According to this projection, in only three decades, "kind people have disappeared." This is the thoughts in the smaller thought bubble. With runny eyes, the barcode on his chin and a serial number on his forehead, the thinker looks more like a zombie-robot than a human being. In the context of preceding cartoons, one can easily understand this creature as victim of all discussed ailments combined, and social media had its distinct share in the process, as the well-known symbols in the bigger thought bubble show. The cat is once more missing altogether from this picture. The authorial presence would rather not take part in the horror of this scenario. It expresses a typical burnout in the aftermath of too many simultaneous pressures. In The Slow Professor: Challenging the Culture of Speed in the Academy (2017), Maggie Berg and Barbara K. Seeber address mechanisms that may lead to such burnout in the university setting. Al Jabri's cat, when visible, signals the wisdom that slowing down in general, not only in the academy, would benefit today's globalized societies. This sentiment is most prominent in scenarios that glorify the past, as well as those that demand renewed respect for the print book, presented as a treasure that symbolizes pre-fourth industrial revolution leisure. The following section looks at samples of respective cartoons.
Political-nostalgic aspects
The preceding two sections revolve around potential dangers of the 21st century electronic age. These dangers include the negative effects of new technologies and their achievements on individuals, and they include environmental threats, such as resource requirements and e-waste. Seen from such a skeptical point of view, the slower-paced, more genuine nature of social relations in the past receives a new appeal. In Figure 15, genuine friends on the right, the side identified as "the past," have turned into Emoji creatures in "the present day." In the comparison, the Emoji icons resemble masks.

[Phrase grounding data]
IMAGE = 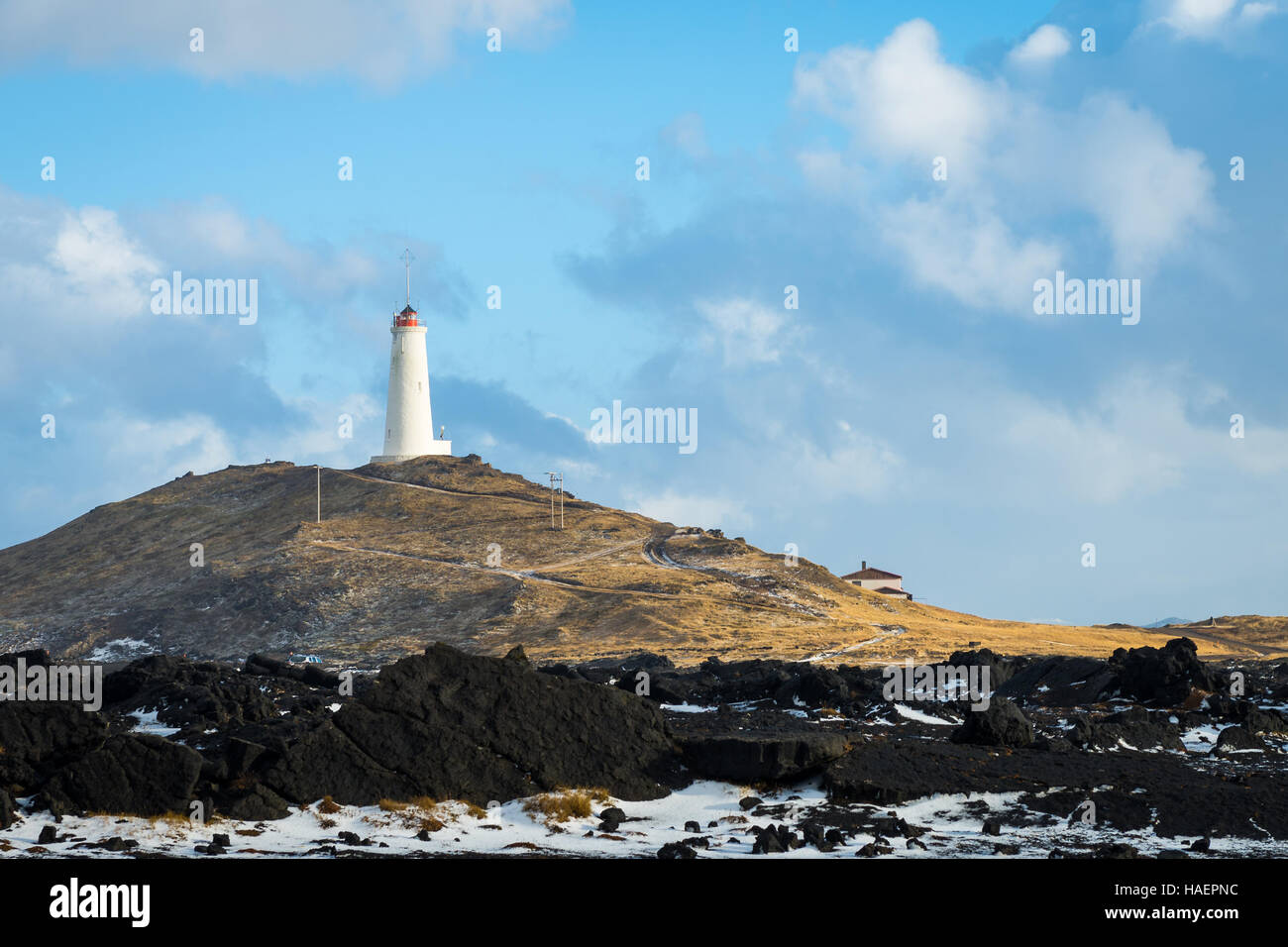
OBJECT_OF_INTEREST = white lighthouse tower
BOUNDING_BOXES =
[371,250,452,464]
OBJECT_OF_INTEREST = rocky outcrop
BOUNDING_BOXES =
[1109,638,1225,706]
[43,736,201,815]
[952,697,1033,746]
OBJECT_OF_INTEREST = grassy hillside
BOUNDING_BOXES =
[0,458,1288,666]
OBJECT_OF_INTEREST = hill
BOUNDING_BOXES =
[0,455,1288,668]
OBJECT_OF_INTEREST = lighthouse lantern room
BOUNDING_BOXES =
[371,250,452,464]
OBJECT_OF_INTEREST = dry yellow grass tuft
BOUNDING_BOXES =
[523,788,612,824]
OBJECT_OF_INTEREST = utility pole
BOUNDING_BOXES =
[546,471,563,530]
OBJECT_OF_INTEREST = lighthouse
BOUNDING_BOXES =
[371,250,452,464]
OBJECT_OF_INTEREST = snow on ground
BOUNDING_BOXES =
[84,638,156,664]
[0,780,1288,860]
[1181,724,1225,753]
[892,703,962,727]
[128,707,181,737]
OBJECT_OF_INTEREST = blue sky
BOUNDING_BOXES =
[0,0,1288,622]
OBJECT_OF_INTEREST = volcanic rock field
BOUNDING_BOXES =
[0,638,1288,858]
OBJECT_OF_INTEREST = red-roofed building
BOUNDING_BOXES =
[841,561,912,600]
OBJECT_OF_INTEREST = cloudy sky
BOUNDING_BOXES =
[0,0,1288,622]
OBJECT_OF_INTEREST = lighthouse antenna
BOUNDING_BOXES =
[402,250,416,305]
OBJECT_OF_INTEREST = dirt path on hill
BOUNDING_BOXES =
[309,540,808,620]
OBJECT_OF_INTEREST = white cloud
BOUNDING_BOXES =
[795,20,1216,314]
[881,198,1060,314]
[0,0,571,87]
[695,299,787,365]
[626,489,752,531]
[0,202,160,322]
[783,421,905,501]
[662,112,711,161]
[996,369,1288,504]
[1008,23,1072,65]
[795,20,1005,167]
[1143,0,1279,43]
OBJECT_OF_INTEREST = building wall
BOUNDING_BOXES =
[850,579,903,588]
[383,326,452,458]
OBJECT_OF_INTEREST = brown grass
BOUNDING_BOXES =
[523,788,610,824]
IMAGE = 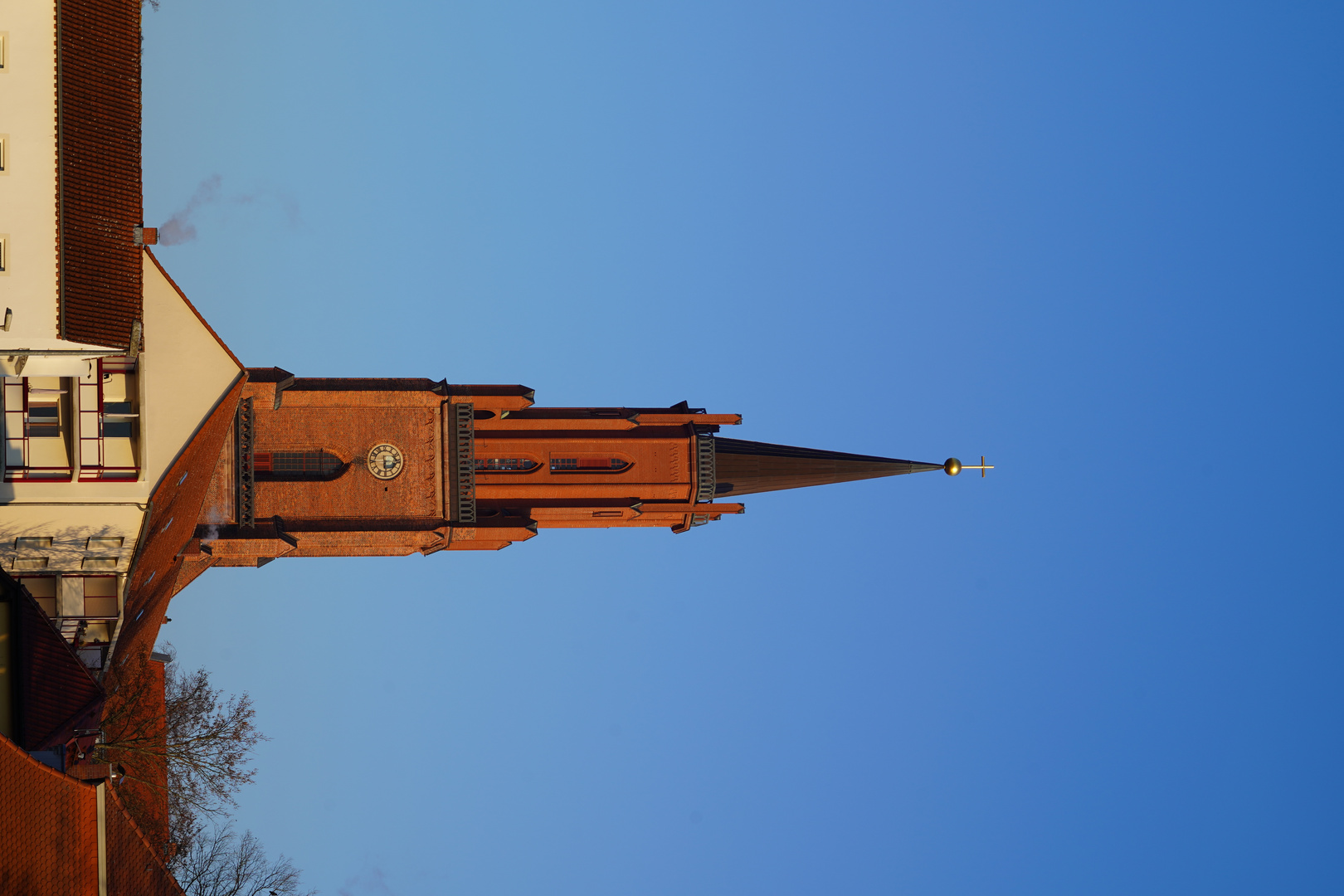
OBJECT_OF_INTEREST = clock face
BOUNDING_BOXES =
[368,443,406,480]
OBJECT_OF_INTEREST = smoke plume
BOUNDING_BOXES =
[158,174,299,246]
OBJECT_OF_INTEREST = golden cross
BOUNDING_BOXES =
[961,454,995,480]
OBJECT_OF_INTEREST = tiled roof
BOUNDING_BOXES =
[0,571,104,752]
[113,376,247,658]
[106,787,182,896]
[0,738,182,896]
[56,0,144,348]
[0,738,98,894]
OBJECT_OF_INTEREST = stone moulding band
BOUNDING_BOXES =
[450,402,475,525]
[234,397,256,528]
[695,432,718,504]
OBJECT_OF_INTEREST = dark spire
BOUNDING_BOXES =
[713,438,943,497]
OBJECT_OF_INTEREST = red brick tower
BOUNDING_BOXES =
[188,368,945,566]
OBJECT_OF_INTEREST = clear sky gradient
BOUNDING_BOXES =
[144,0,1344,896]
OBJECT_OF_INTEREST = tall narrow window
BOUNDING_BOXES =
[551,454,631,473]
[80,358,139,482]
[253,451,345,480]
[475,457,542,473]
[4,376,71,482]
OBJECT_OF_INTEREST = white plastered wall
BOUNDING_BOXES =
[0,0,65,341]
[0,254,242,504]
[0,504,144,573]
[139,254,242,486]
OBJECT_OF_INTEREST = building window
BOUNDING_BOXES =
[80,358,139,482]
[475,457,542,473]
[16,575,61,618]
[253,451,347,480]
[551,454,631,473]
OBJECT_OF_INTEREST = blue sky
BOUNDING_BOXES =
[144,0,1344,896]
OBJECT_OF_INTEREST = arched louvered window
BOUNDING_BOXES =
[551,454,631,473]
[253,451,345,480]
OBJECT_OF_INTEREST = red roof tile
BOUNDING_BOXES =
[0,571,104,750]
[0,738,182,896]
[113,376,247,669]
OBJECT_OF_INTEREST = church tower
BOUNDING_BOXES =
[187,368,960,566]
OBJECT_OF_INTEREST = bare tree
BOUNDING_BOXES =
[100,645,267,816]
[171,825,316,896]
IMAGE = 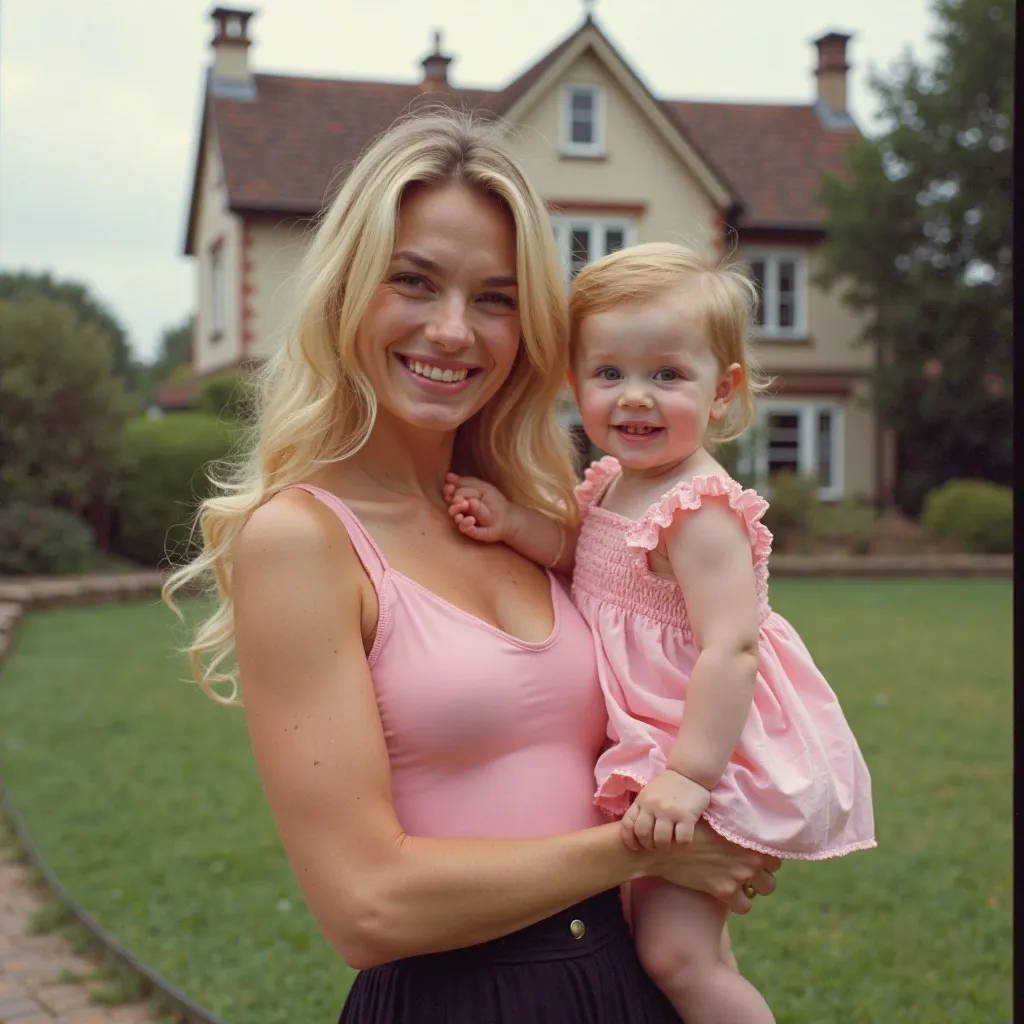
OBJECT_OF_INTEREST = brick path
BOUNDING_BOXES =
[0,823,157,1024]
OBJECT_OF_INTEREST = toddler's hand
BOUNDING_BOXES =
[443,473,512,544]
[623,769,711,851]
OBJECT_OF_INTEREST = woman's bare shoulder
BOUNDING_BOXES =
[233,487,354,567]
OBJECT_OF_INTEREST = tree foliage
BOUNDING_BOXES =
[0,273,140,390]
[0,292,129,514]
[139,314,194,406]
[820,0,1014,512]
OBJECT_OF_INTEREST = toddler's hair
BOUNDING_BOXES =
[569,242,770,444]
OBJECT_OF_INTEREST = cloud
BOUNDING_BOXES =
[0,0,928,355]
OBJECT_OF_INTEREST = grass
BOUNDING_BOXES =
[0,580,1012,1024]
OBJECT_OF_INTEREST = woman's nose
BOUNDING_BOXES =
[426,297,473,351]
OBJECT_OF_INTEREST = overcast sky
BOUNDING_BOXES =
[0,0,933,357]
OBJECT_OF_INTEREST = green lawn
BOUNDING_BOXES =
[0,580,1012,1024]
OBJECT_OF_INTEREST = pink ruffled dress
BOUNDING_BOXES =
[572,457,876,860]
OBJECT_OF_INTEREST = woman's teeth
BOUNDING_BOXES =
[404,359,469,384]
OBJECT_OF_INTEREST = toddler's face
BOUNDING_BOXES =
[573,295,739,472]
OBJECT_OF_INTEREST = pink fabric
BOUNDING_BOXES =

_Tasks and exercises_
a) Rewrite the paragraph of the passage on Al Jabri's cartoons that opens with "The preceding two sections" in shorter form, keeping its main facts.
b) Reproduce a span of the passage on Al Jabri's cartoons: begin at the words "Political-nostalgic aspects" and stop after "icons resemble masks.".
The records were taken from a separate source.

_Answers by task_
a) The two earlier sections dealt with dangers of the 21st-century electronic age: the harm new technologies do to individuals, and environmental threats such as resource requirements and e-waste. From this skeptical view, the slower, more genuine social relations of the past gain new appeal. In Figure 15, genuine friends on the side marked "the past" become Emoji creatures in "the present day," and the Emoji icons resemble masks.

b)
Political-nostalgic aspects
The preceding two sections revolve around potential dangers of the 21st century electronic age. These dangers include the negative effects of new technologies and their achievements on individuals, and they include environmental threats, such as resource requirements and e-waste. Seen from such a skeptical point of view, the slower-paced, more genuine nature of social relations in the past receives a new appeal. In Figure 15, genuine friends on the right, the side identified as "the past," have turned into Emoji creatures in "the present day." In the comparison, the Emoji icons resemble masks.